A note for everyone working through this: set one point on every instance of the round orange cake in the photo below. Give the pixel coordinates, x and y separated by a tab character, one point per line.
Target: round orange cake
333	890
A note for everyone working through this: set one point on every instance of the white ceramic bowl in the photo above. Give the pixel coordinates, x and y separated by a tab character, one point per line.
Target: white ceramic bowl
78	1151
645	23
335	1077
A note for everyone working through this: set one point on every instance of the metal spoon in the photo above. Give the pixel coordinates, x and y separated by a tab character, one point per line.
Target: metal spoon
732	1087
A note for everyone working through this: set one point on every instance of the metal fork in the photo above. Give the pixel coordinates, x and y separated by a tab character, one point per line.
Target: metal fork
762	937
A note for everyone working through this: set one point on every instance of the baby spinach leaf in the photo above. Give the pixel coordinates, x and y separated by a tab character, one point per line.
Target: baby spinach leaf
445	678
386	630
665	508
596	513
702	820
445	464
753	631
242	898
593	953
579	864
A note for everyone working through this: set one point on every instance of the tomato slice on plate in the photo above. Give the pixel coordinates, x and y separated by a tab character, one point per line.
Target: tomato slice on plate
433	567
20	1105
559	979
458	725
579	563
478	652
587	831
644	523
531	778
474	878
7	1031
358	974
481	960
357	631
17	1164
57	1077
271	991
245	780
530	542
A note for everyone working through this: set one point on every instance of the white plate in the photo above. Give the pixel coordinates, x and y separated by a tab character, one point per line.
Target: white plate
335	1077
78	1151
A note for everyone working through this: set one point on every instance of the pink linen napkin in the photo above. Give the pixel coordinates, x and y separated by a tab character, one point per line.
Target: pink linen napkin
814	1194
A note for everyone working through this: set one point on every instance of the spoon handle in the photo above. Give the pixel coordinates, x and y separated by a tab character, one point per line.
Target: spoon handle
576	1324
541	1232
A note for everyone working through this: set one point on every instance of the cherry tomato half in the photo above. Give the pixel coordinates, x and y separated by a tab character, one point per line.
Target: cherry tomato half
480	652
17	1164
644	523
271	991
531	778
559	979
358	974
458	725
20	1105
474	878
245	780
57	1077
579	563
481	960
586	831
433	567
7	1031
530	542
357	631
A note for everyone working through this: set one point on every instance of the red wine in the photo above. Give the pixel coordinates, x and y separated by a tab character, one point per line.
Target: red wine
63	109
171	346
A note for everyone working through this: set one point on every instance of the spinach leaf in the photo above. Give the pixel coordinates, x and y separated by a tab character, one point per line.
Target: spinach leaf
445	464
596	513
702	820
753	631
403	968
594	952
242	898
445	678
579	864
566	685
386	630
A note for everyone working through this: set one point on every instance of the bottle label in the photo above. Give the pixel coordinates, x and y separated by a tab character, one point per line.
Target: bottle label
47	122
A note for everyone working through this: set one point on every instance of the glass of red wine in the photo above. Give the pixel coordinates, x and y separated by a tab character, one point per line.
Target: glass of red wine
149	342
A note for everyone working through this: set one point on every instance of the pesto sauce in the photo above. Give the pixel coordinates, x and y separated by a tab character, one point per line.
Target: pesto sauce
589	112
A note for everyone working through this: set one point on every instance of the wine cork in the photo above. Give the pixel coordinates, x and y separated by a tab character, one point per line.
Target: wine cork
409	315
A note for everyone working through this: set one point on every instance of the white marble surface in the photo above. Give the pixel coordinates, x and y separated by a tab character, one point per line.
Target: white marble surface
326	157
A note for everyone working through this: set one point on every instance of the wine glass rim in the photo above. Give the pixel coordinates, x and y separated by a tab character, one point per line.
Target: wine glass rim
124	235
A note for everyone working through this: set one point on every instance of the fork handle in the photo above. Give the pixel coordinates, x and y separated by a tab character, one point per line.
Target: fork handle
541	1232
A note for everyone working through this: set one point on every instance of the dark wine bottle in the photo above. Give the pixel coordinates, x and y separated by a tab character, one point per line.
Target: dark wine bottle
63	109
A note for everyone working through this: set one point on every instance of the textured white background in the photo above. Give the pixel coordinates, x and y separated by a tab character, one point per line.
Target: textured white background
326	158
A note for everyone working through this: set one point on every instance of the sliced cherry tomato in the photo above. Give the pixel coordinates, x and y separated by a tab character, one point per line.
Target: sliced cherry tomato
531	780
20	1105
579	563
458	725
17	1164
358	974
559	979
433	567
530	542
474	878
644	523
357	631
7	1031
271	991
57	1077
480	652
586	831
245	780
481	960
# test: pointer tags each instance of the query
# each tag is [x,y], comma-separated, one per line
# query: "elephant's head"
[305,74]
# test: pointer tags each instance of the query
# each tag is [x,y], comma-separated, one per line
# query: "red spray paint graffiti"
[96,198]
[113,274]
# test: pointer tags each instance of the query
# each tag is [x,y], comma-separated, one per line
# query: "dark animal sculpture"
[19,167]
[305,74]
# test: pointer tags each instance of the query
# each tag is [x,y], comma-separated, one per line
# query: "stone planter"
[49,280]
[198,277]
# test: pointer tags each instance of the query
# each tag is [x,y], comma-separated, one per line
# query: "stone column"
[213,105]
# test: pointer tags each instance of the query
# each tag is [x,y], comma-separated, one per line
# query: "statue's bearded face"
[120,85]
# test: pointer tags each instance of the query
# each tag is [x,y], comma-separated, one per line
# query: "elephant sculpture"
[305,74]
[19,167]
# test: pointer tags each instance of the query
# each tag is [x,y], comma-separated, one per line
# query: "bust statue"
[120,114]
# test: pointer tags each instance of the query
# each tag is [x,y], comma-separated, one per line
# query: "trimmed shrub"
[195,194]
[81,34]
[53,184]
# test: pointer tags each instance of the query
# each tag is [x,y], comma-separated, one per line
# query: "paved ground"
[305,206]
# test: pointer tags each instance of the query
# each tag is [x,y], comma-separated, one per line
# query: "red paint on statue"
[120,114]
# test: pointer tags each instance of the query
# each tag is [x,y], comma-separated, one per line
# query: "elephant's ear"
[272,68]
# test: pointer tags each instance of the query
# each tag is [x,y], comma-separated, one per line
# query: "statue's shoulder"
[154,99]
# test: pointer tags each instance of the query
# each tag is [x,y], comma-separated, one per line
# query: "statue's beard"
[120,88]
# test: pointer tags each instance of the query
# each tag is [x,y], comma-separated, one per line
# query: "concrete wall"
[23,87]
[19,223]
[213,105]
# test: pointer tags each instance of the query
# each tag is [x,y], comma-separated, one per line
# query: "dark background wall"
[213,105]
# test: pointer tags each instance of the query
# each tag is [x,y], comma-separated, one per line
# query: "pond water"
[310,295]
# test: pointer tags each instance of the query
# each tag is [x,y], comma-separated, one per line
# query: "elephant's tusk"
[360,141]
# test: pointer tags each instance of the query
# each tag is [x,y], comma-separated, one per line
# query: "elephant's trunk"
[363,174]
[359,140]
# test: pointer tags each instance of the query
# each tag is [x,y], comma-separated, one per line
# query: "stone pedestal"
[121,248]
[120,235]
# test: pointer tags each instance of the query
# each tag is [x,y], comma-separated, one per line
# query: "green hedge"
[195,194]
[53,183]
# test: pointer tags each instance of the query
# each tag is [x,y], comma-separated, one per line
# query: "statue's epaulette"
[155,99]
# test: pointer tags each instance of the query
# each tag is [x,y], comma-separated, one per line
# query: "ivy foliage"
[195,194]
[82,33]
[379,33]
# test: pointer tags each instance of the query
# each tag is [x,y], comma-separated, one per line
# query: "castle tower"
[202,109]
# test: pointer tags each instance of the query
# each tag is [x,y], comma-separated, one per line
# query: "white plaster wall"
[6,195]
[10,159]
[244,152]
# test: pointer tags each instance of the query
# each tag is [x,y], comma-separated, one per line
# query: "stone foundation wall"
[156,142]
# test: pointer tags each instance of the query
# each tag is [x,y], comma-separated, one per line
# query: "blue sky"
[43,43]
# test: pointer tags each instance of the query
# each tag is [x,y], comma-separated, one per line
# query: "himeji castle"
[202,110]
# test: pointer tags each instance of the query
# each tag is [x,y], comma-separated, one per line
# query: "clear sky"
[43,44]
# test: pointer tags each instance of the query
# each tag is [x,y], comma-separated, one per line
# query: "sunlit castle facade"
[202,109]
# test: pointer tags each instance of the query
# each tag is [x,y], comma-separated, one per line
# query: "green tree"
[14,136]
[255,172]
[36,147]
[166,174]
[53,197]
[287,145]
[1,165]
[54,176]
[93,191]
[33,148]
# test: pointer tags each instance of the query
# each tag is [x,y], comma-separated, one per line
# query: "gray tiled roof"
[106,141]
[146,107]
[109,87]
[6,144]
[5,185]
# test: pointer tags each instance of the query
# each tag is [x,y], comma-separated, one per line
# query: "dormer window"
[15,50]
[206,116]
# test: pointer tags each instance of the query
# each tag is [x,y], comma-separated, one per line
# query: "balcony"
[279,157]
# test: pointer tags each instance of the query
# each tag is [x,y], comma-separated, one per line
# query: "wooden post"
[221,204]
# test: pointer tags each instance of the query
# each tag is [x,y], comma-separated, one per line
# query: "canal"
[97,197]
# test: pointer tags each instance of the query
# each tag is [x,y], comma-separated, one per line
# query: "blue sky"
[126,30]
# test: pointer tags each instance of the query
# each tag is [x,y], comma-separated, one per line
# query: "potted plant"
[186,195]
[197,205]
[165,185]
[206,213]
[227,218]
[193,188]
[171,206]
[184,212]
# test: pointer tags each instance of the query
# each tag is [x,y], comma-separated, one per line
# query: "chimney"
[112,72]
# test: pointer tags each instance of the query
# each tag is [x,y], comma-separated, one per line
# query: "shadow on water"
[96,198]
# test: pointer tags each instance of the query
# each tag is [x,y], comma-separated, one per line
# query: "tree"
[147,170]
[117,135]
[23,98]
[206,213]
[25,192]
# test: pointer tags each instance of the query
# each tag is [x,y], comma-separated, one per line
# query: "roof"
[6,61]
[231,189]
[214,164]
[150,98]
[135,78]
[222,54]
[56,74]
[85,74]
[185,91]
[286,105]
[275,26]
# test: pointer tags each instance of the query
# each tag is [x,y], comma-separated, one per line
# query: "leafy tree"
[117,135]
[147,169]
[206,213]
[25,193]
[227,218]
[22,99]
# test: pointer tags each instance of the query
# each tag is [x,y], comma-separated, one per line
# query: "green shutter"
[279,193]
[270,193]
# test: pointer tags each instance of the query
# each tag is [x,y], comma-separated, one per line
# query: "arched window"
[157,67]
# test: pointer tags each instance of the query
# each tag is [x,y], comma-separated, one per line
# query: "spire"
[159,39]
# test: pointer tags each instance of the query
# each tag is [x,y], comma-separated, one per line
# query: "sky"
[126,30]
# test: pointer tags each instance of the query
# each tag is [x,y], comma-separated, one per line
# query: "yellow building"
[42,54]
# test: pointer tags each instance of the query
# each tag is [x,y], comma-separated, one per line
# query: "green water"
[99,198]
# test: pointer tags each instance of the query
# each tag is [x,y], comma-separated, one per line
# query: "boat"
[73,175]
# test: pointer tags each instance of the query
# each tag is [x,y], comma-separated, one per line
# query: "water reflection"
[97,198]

┄┄┄┄┄┄┄┄┄┄

- Work to complete -
Count the lines in the records above that contain the string "sauce", with case counting, and give only that number.

- Answer to this problem -
2